- _PAGE EXTRACT_:
Only a "small number" of users have been affected by this "rare occurrence," Skype's Haas stated. "We're hoping to provide additional clarification shortly."

Skype's Security Issues

This isn't the first time Skype has had security problems. In May, a tool published on Pastebin that captures the last-known IP address of a Skype user made the headlines.

The tool exploited a flaw in a patched version of Skype 5.5 that lets anyone see another person's vCard and get that person's real user IP address and the IP address of the internal network card on that person's PC. More information about the target, such as where he or she is located and the Internet service provider the target is using, can then be obtained by going to a Whois service.

The flaw was publicized in November of 2011 by an international team of researchers in a paper presented at the Internet Measurement Conference 2011 in Berlin. They contacted Skype and Microsoft, which had purchased Skype, about the flaw. Skype said in May that this flaw exists in all peer-to-peer software. Skype's Haas did not respond when asked whether this flaw had been fixed, and whether this flaw and the latest IM problem are related.

- _Named object pointing data_:
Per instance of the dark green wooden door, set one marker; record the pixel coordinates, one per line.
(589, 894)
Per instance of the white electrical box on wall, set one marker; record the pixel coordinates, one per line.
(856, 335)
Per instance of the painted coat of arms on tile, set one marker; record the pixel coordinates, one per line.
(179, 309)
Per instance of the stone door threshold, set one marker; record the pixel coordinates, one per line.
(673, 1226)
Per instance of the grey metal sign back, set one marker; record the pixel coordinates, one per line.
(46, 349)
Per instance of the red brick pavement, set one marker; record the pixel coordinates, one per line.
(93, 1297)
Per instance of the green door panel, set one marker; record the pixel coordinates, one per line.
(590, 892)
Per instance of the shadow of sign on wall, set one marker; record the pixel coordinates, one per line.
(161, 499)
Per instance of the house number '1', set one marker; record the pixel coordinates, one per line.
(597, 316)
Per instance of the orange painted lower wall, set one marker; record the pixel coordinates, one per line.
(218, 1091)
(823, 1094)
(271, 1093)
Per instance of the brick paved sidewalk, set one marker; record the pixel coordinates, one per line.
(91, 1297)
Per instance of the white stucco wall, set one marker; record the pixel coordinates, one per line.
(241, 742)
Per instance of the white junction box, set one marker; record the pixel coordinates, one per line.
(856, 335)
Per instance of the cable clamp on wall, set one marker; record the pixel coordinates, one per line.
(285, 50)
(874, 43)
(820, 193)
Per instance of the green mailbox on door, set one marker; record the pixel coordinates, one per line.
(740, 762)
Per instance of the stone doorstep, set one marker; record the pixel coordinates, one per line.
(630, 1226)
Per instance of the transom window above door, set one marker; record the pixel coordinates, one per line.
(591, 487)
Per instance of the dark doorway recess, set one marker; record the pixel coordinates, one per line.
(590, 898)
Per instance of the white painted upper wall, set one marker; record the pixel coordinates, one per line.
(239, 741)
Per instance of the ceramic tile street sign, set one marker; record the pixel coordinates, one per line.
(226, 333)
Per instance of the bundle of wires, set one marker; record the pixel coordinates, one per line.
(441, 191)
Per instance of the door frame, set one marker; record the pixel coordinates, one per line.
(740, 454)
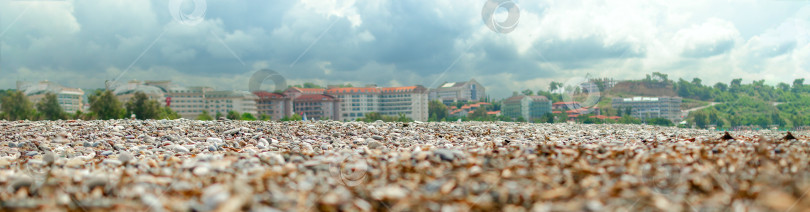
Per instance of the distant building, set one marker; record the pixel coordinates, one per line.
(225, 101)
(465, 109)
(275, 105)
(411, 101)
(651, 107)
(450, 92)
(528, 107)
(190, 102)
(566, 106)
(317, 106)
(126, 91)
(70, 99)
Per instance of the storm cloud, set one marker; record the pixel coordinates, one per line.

- _TASK_: Carry on the Skype security article from its last sentence. This data has no connection to the text about Skype's security issues.

- _TASK ANSWER_:
In April, a vulnerability in Skype for Android that would affect at least 10 million users of that app was discovered and publicized on the Android Police blog.

In June, a Skype user complained of security issues with Skype for iPad. About once a week, he'd get a message on his iPad that someone was calling him on Skype, or he'd see a message that he'd missed calls. In both cases the people apparently trying to contact him were not on his contact list.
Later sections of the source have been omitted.